Referring expression pointing data:
—————
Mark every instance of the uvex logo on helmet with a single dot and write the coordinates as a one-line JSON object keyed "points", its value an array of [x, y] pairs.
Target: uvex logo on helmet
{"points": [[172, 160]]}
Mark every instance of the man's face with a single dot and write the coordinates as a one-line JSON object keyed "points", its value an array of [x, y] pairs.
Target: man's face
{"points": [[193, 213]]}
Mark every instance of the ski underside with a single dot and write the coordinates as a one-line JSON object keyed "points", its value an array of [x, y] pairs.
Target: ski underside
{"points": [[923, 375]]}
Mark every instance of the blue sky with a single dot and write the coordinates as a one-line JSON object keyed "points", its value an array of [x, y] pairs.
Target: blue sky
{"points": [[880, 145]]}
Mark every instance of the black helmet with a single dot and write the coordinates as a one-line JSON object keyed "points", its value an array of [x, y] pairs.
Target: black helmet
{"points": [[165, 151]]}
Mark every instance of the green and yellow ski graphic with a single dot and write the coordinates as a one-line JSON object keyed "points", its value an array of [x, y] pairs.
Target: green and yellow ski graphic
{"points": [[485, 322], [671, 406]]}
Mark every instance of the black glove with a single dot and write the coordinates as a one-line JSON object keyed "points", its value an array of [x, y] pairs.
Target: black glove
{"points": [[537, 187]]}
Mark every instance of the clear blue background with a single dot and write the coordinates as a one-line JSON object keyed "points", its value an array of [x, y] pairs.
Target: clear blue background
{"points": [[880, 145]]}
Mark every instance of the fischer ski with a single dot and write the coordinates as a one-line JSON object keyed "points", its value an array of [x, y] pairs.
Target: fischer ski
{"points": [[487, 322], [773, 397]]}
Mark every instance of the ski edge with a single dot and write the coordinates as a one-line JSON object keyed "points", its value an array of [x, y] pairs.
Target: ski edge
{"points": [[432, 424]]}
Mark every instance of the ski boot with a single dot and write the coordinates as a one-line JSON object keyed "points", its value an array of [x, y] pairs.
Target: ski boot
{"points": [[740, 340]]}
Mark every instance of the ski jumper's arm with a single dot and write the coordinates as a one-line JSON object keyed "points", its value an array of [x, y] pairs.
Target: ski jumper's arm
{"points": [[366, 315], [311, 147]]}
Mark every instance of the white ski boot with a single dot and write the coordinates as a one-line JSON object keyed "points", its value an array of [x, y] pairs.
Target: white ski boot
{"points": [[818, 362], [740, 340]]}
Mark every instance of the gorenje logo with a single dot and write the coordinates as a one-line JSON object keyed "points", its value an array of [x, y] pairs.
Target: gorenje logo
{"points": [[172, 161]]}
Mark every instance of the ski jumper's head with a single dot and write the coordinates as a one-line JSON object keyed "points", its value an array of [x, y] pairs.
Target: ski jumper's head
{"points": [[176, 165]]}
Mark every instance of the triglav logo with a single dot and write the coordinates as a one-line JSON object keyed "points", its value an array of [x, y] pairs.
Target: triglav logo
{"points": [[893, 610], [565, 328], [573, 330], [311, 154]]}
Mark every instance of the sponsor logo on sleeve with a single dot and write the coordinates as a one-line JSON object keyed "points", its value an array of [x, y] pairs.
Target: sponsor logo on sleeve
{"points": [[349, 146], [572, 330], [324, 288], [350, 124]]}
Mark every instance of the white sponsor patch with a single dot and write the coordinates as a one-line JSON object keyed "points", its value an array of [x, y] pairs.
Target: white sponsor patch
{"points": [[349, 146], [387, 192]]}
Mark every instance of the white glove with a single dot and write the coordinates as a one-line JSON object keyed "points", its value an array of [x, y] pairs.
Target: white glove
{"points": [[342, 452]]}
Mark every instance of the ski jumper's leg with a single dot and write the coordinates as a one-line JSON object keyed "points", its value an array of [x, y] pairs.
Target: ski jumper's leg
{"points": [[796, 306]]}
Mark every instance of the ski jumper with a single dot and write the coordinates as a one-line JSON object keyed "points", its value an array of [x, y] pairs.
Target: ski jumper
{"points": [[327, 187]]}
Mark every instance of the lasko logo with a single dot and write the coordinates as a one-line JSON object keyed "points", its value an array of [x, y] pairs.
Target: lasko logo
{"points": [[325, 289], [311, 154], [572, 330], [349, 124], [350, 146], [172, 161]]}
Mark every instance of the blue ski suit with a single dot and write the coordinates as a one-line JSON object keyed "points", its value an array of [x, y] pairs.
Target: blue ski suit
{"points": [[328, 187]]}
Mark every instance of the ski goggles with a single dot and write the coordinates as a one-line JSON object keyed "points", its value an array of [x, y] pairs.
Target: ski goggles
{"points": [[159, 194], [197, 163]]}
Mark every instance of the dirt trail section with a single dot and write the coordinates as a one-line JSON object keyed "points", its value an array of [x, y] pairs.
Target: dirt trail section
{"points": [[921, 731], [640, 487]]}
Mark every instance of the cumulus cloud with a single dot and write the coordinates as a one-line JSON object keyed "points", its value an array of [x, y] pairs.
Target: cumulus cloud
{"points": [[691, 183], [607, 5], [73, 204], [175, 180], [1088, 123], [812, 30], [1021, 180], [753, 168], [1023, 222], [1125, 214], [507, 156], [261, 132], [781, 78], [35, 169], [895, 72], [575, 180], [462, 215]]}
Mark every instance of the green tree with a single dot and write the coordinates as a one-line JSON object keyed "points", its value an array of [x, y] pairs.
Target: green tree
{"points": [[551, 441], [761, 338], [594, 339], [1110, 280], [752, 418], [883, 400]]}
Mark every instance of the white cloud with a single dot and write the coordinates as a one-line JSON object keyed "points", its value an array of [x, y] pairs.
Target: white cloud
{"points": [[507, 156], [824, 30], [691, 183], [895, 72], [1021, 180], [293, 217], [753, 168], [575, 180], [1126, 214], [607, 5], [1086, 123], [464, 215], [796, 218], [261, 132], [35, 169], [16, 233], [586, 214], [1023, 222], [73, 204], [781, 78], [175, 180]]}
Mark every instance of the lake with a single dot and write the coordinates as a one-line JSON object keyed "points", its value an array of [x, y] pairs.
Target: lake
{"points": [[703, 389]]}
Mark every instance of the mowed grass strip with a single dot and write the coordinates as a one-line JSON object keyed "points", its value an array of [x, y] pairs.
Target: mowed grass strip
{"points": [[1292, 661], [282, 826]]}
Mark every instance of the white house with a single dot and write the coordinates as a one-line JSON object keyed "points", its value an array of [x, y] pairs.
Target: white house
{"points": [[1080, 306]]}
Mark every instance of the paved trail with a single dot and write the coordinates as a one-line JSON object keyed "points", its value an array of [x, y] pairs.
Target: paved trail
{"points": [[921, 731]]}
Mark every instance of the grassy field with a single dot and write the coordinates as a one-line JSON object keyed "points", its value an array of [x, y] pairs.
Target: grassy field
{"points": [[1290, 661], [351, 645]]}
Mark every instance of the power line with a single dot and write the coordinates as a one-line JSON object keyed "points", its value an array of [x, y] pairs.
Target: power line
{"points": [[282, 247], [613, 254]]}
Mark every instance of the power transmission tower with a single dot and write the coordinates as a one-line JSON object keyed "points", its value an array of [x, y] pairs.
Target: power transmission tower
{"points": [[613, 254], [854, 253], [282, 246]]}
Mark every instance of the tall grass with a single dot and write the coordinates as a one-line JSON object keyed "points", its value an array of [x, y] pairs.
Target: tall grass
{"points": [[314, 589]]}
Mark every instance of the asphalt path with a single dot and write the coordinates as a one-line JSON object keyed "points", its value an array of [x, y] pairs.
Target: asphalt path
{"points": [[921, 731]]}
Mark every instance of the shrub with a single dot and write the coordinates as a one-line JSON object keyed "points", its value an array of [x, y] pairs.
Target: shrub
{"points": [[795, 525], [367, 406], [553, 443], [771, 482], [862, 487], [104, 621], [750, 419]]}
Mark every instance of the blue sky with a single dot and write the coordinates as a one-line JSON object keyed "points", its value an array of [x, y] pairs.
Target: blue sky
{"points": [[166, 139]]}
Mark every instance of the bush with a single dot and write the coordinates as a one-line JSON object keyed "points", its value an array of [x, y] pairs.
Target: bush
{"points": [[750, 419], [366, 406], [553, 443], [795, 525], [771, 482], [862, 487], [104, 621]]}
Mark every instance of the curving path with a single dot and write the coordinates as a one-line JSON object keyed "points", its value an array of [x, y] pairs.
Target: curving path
—————
WHAT TO DO: Answer with a single number: how many lines in the data above have the string "curving" in them?

TASK SOLUTION: 2